WRITTEN EXERCISE: Recast the records below as a Markdown table with the columns Row and Line, running from the line with "Task: the component shall indicate the dry" through the end of the records, one numbered row per line, with blank lines and pictures left out.

INPUT DATA:

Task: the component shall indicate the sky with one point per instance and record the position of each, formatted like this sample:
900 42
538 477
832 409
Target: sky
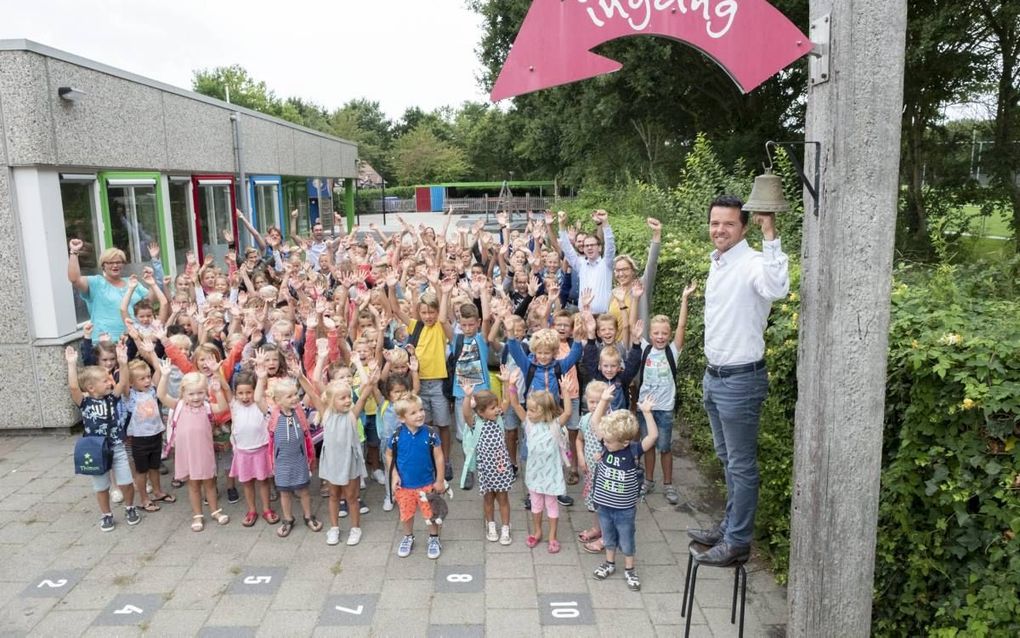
400 53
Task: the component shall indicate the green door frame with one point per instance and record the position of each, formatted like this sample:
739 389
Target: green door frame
104 200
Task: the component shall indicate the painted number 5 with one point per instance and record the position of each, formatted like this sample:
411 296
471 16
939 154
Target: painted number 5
564 609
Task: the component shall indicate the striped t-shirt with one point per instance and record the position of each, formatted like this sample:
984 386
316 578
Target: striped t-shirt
617 484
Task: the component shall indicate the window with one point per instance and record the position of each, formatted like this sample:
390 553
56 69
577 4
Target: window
81 222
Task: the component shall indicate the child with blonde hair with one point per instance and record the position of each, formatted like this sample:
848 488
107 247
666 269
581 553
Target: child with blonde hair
291 449
547 455
618 482
191 435
343 464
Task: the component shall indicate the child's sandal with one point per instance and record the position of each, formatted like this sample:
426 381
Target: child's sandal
285 530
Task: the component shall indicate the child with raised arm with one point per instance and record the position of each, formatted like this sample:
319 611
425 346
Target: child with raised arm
414 456
482 413
98 397
658 384
617 482
191 435
343 464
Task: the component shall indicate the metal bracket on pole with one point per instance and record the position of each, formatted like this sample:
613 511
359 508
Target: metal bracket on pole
819 70
814 188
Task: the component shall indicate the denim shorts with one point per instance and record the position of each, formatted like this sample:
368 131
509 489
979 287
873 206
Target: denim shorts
120 468
618 529
664 422
436 404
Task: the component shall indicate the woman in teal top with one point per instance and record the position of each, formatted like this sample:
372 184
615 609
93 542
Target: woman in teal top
103 293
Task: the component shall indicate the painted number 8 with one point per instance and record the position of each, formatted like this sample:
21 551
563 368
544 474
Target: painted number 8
564 609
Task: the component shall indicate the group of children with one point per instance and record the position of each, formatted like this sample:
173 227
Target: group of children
362 358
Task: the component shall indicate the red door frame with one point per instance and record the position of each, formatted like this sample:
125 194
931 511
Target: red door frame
196 187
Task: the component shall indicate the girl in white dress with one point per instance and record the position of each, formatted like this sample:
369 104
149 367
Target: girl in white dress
343 463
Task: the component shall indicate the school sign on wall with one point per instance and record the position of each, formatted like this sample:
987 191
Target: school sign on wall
751 40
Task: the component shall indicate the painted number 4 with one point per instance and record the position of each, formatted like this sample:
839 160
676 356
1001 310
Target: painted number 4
564 609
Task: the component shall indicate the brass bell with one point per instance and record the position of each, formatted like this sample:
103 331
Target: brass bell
766 195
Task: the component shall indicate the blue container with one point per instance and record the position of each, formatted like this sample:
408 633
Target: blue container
439 198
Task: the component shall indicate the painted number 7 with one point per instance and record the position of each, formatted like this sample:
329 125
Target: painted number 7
565 609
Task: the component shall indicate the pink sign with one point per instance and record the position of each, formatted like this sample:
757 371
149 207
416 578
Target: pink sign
750 39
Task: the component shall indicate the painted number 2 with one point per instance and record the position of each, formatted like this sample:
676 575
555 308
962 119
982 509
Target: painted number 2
565 609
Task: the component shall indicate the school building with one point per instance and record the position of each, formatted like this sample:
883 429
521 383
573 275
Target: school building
120 160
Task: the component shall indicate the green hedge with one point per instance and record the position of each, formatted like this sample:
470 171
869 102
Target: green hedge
948 555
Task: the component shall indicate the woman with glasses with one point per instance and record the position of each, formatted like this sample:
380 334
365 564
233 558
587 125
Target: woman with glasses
103 293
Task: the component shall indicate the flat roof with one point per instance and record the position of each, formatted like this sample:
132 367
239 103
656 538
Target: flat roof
70 58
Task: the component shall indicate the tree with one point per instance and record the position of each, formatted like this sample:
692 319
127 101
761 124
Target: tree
944 65
245 90
1003 20
420 157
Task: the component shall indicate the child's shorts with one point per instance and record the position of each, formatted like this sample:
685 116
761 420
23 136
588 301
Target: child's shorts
146 452
664 423
409 499
436 404
120 469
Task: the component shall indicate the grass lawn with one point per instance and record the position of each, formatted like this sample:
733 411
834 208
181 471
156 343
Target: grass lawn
997 225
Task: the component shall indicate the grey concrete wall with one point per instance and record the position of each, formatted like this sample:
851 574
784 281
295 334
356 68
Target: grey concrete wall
121 123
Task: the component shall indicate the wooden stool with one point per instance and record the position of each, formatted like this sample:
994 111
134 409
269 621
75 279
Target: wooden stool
740 582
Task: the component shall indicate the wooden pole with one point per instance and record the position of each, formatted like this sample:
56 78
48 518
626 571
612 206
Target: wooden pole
845 317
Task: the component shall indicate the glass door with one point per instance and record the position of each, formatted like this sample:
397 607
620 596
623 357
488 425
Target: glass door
133 209
182 219
267 201
214 208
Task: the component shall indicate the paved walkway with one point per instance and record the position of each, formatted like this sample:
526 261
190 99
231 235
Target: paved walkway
63 577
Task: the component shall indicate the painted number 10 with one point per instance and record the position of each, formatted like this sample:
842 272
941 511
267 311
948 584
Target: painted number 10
564 609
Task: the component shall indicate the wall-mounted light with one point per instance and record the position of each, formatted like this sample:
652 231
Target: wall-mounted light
70 94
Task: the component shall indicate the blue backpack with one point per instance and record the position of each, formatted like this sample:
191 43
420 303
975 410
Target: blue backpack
93 455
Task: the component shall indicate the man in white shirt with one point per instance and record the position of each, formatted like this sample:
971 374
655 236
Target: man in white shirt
595 268
741 288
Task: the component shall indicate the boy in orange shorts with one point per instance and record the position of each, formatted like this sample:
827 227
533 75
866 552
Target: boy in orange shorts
414 456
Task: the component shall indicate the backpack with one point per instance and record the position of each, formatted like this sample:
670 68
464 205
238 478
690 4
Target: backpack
532 370
93 455
458 347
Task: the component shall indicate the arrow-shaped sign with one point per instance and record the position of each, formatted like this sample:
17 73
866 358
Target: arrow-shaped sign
750 39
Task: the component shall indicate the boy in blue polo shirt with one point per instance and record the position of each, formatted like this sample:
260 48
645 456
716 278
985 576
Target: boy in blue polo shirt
414 454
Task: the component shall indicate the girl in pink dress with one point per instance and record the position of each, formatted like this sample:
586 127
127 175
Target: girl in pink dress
191 433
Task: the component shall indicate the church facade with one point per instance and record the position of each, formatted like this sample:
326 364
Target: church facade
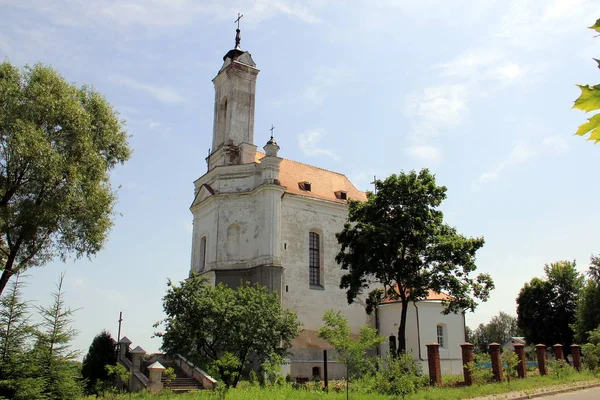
261 218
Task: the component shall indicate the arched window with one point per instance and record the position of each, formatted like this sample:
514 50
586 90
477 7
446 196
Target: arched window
440 334
202 254
392 341
316 372
314 258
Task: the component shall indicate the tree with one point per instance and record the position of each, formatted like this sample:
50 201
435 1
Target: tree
499 330
351 351
398 239
587 317
546 307
58 144
100 354
589 100
52 350
206 323
19 376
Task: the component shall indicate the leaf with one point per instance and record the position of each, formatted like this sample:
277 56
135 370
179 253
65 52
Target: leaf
596 26
589 100
592 127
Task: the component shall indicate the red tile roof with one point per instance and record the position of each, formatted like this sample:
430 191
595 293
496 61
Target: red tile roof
324 183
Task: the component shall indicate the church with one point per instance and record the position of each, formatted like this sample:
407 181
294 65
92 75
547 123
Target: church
262 218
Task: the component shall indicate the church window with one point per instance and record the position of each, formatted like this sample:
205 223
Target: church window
306 186
314 258
341 194
202 254
440 335
392 341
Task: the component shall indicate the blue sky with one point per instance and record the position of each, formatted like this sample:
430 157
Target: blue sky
479 92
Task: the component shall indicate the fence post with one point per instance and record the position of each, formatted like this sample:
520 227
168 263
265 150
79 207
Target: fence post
576 353
467 353
521 366
435 369
496 361
541 353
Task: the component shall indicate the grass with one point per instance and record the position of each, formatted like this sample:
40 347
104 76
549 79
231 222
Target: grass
528 386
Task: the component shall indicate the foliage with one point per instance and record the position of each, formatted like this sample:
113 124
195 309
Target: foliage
589 100
58 144
546 307
499 330
58 368
398 238
399 375
510 360
100 354
206 323
587 317
19 377
351 350
479 368
591 351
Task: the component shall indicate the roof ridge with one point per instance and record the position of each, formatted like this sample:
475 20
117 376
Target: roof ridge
314 166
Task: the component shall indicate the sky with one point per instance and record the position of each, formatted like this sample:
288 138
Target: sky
479 92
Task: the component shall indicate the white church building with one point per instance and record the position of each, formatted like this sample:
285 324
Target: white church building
262 218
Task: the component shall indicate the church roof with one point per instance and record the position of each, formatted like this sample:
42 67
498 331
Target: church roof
323 183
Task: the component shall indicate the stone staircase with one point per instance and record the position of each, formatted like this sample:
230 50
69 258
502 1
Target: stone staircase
182 383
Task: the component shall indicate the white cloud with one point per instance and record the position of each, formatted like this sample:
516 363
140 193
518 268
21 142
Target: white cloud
164 94
426 152
309 144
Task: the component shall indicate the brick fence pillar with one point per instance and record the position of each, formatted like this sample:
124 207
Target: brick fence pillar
558 352
540 349
467 352
496 361
521 366
576 353
435 369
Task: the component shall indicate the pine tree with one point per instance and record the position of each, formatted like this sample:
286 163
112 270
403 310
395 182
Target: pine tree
53 351
19 377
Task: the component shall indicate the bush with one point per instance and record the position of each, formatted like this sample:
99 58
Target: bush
398 376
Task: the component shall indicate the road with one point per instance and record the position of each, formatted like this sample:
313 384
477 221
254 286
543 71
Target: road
587 394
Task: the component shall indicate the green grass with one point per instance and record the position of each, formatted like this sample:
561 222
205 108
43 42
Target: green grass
528 385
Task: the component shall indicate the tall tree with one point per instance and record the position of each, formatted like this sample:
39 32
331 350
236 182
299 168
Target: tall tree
398 239
225 329
100 354
58 144
546 307
499 330
19 373
587 317
53 350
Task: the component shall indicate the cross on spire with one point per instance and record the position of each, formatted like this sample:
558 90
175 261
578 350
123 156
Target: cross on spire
238 38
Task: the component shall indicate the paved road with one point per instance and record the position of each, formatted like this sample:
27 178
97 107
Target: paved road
587 394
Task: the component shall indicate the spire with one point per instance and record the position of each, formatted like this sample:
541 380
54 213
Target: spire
238 38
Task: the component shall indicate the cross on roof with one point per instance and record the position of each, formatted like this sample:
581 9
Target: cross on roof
238 20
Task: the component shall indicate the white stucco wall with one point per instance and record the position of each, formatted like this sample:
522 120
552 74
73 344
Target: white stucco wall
429 316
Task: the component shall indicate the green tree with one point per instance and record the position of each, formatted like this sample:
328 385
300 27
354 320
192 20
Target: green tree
19 376
100 354
499 330
587 317
206 322
58 144
53 352
589 100
546 307
351 349
397 238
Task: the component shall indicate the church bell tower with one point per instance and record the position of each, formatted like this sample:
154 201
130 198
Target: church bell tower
235 91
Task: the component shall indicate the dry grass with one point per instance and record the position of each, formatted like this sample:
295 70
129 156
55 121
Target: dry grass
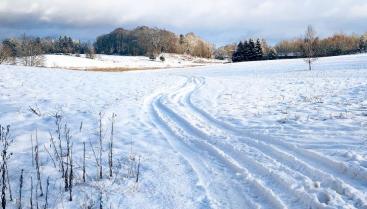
126 69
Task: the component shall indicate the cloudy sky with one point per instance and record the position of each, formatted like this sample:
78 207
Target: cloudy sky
220 21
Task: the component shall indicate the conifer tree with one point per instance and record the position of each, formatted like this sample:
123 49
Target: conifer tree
258 49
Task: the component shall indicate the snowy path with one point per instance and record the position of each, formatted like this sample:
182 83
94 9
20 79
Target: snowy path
249 135
252 162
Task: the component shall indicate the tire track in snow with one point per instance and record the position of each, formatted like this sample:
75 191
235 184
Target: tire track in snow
244 192
282 154
274 178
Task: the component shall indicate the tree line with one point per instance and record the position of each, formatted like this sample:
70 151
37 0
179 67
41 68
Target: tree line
30 50
337 44
145 41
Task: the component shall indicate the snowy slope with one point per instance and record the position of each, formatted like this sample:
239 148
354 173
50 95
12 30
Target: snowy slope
264 134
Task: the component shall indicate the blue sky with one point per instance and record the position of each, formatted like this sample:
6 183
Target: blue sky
219 21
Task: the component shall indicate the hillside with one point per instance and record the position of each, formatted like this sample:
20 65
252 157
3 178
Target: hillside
151 42
267 134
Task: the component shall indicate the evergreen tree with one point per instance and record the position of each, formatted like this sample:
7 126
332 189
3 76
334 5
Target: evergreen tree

SOLUTION TO THIS EXERCISE:
| Row | Line |
|---|---|
| 1 | Task: the component shall indicate the dry grass with one point per instance and record the position of each, formatted like this sample: |
| 2 | 295 70 |
| 3 | 129 156 |
| 4 | 55 121 |
| 5 | Target: dry grass |
| 6 | 126 69 |
| 7 | Task: the component shall indicate the cloudy sky with one point per instance and record the position of each, formatted like this sample: |
| 8 | 78 207 |
| 9 | Target: cloudy sky |
| 10 | 220 21 |
| 11 | Task: the component shall indicate the conifer tree with one point per instance and record the position of each, formatted like this sample: |
| 12 | 123 49 |
| 13 | Target: conifer tree |
| 14 | 258 49 |
| 15 | Task: the component shall indicate the snowy path with one point per instance and record the position of each, formatted like this sample: |
| 16 | 182 83 |
| 17 | 94 9 |
| 18 | 20 79 |
| 19 | Target: snowy path |
| 20 | 249 135 |
| 21 | 252 162 |
| 22 | Task: the component shall indicate the tire track in snow with one point per instance and record the position of each, formatted like this sample: |
| 23 | 75 191 |
| 24 | 235 184 |
| 25 | Target: tire track in snow |
| 26 | 244 192 |
| 27 | 282 154 |
| 28 | 274 178 |
| 29 | Task: the component shall indicate the tree line with one point per instance and record the position of each, formatted like this sample: |
| 30 | 70 151 |
| 31 | 37 0 |
| 32 | 179 67 |
| 33 | 41 68 |
| 34 | Target: tree line |
| 35 | 30 50 |
| 36 | 337 44 |
| 37 | 145 41 |
| 38 | Task: the component shall indicate the snowy slope with one point per instance and record the position of each, formatted like this sample: |
| 39 | 239 148 |
| 40 | 354 173 |
| 41 | 50 95 |
| 42 | 12 30 |
| 43 | Target: snowy slope |
| 44 | 264 134 |
| 45 | Task: the component shall indicate the blue sky with one point per instance and record the position of each, formatted like this sample: |
| 46 | 6 183 |
| 47 | Target: blue sky |
| 48 | 219 21 |
| 49 | Task: the component shall indicate the hillside with one point per instance and record the position of each, formatted like this sample: |
| 50 | 20 65 |
| 51 | 252 157 |
| 52 | 3 178 |
| 53 | Target: hillside |
| 54 | 151 42 |
| 55 | 267 134 |
| 56 | Task: the component shall indicate the evergreen tree with one point per instance and record the position of each, formatted like this sample: |
| 57 | 7 126 |
| 58 | 332 189 |
| 59 | 3 76 |
| 60 | 334 5 |
| 61 | Target: evergreen tree |